#### [Goal of the exercise]
From the listing that follows, extract every line and set it down unaltered.

#### [Excerpted records]
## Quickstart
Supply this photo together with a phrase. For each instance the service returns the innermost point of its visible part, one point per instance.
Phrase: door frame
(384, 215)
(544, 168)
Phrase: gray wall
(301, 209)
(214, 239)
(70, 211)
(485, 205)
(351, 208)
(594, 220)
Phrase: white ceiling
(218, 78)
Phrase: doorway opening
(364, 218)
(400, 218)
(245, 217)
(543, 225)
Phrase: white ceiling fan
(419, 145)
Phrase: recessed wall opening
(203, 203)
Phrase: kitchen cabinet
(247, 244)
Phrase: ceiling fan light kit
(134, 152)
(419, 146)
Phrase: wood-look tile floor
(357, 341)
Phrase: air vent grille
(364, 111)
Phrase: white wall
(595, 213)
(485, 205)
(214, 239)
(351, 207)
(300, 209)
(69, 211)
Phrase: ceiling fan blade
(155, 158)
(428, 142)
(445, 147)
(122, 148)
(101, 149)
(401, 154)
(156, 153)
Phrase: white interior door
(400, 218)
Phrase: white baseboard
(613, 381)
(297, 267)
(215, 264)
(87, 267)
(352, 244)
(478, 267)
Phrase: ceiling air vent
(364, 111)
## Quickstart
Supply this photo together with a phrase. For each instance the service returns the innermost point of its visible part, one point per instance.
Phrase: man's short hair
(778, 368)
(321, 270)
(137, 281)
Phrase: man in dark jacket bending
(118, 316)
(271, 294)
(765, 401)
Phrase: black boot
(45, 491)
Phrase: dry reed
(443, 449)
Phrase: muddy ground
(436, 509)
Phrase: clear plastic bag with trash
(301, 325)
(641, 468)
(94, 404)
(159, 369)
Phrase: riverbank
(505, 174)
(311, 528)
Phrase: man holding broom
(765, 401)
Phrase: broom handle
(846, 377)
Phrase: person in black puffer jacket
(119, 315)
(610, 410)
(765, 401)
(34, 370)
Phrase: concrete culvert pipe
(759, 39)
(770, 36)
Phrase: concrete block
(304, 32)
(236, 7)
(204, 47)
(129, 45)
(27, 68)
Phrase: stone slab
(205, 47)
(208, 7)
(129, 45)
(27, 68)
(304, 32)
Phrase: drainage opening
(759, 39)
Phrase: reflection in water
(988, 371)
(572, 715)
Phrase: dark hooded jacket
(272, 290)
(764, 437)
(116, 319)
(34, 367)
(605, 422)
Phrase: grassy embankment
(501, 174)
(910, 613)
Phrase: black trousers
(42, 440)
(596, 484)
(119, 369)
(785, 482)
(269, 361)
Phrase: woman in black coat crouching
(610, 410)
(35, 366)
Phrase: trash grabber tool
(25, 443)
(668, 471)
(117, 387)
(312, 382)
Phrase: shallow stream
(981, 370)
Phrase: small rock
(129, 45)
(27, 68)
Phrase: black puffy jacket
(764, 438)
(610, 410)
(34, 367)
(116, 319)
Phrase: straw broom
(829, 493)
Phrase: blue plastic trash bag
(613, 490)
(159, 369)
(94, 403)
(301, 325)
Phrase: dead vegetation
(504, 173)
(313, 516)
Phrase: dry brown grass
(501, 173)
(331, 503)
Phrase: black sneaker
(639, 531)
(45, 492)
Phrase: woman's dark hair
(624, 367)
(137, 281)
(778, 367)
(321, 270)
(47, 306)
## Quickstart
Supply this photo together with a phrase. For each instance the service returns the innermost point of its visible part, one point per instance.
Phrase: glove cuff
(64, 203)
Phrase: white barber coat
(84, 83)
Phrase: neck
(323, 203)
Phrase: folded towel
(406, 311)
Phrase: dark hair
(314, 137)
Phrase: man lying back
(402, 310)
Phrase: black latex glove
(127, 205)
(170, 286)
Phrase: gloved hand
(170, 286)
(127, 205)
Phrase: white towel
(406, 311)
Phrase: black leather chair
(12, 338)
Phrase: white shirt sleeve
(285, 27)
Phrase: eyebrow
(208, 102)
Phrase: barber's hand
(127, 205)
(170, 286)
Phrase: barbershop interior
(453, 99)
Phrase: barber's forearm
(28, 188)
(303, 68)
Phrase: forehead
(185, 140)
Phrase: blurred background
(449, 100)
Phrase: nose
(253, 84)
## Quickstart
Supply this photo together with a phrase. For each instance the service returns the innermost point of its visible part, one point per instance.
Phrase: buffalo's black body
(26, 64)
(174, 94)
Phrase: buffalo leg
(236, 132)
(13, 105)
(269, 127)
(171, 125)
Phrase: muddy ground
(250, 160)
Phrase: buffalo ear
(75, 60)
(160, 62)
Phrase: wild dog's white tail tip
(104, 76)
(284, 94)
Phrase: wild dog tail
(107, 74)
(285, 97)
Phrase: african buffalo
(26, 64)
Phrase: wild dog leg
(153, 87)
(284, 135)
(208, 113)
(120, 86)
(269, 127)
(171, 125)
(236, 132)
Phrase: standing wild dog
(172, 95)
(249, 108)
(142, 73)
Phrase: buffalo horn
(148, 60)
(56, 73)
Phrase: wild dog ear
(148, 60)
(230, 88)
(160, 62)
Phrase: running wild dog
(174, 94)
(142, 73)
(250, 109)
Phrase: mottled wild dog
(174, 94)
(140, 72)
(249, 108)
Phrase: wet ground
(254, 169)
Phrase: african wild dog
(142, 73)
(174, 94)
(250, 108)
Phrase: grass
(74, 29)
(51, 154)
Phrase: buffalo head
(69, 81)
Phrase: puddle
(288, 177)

#### [Response]
## Quickstart
Supply this photo together with a phrase. For each instance the service returns the innermost point of its visible part, one point per instance.
Phrase: door frame
(384, 215)
(544, 168)
Phrase: gray wall
(301, 209)
(214, 239)
(70, 211)
(485, 205)
(351, 208)
(594, 220)
Phrase: white ceiling
(218, 78)
Phrase: doorway opening
(364, 218)
(400, 218)
(245, 217)
(543, 225)
Phrase: white ceiling fan
(419, 145)
Phrase: recessed wall opening
(203, 203)
Phrase: kitchen cabinet
(247, 244)
Phrase: ceiling fan light kit
(134, 152)
(419, 146)
Phrase: wood-look tile floor
(357, 341)
Phrase: air vent grille
(364, 111)
Phrase: white wall
(595, 213)
(485, 205)
(214, 239)
(351, 207)
(300, 209)
(69, 211)
Phrase: ceiling fan blade
(155, 158)
(428, 142)
(445, 147)
(122, 148)
(101, 149)
(401, 154)
(156, 153)
Phrase: white interior door
(400, 218)
Phrase: white baseboard
(613, 381)
(297, 267)
(215, 264)
(87, 267)
(352, 244)
(478, 267)
Phrase: ceiling air vent
(364, 111)
## Quickstart
Supply this photo together with a phrase. For each instance the service returns the innermost point of its visible part, one point per instance.
Phrase: man's short hair
(778, 368)
(321, 270)
(137, 281)
Phrase: man in dark jacket bending
(118, 316)
(271, 294)
(765, 401)
Phrase: black boot
(45, 491)
Phrase: dry reed
(443, 449)
Phrase: muddy ground
(436, 509)
Phrase: clear plastic bag with trash
(301, 325)
(641, 468)
(94, 404)
(159, 369)
Phrase: riverbank
(505, 174)
(311, 528)
Phrase: man holding broom
(765, 401)
Phrase: broom handle
(846, 377)
Phrase: person in black puffer jacket
(119, 315)
(610, 410)
(765, 401)
(34, 370)
Phrase: concrete culvert pipe
(759, 39)
(770, 36)
Phrase: concrete block
(304, 32)
(236, 7)
(204, 47)
(129, 45)
(27, 68)
Phrase: stone slab
(205, 47)
(208, 7)
(129, 45)
(27, 68)
(304, 32)
Phrase: drainage opening
(759, 39)
Phrase: reflection in water
(988, 371)
(572, 715)
Phrase: dark hooded jacket
(272, 290)
(764, 437)
(116, 319)
(34, 367)
(605, 422)
Phrase: grassy embankment
(501, 174)
(910, 613)
Phrase: black trousers
(42, 440)
(596, 484)
(119, 369)
(785, 482)
(269, 361)
Phrase: woman in black coat crouching
(610, 410)
(35, 366)
Phrase: trash grabber tool
(25, 443)
(668, 471)
(117, 387)
(312, 382)
Phrase: shallow stream
(981, 370)
Phrase: small rock
(129, 45)
(27, 68)
Phrase: black puffy jacket
(764, 438)
(610, 410)
(34, 367)
(116, 319)
Phrase: straw broom
(829, 493)
Phrase: blue plastic trash bag
(613, 490)
(159, 369)
(94, 403)
(301, 325)
Phrase: dead vegetation
(504, 173)
(313, 516)
Phrase: dry brown grass
(501, 173)
(331, 503)
Phrase: black sneaker
(639, 531)
(45, 492)
Phrase: woman's dark hair
(624, 367)
(137, 281)
(778, 367)
(321, 270)
(47, 306)
## Quickstart
Supply this photo together with a phrase. For each instance the service returns the innermost point of its visible part, one point per instance.
Phrase: glove cuff
(64, 203)
Phrase: white barber coat
(84, 83)
Phrase: neck
(323, 203)
Phrase: folded towel
(406, 311)
Phrase: dark hair
(314, 137)
Phrase: man lying back
(402, 310)
Phrase: black latex glove
(127, 205)
(170, 286)
Phrase: gloved hand
(170, 286)
(127, 205)
Phrase: white towel
(406, 311)
Phrase: black leather chair
(12, 338)
Phrase: white shirt sleeve
(285, 27)
Phrase: eyebrow
(208, 102)
Phrase: barber's hand
(127, 205)
(170, 286)
Phrase: barbershop interior
(453, 99)
Phrase: barber's forearm
(28, 188)
(303, 68)
Phrase: forehead
(185, 140)
Phrase: blurred background
(449, 100)
Phrase: nose
(253, 84)
## Quickstart
Supply this photo together with a phrase. For each instance the service returns the innermost point of its visible part, one point per instance.
Phrase: buffalo's black body
(26, 64)
(174, 94)
Phrase: buffalo leg
(236, 132)
(13, 105)
(269, 127)
(171, 125)
Phrase: muddy ground
(250, 160)
Phrase: buffalo ear
(75, 60)
(160, 62)
Phrase: wild dog's white tail tip
(104, 76)
(284, 94)
Phrase: wild dog tail
(107, 74)
(285, 97)
Phrase: african buffalo
(26, 64)
Phrase: wild dog leg
(153, 87)
(284, 135)
(208, 113)
(120, 86)
(269, 127)
(171, 125)
(236, 132)
Phrase: standing wild dog
(172, 95)
(249, 108)
(142, 73)
Phrase: buffalo horn
(148, 60)
(56, 73)
Phrase: wild dog ear
(148, 60)
(230, 88)
(160, 62)
Phrase: running wild dog
(174, 94)
(142, 73)
(250, 109)
Phrase: mottled wild dog
(174, 94)
(140, 72)
(249, 108)
Phrase: wet ground
(254, 169)
Phrase: african wild dog
(142, 73)
(174, 94)
(250, 108)
Phrase: grass
(74, 29)
(51, 154)
Phrase: buffalo head
(69, 81)
Phrase: puddle
(288, 177)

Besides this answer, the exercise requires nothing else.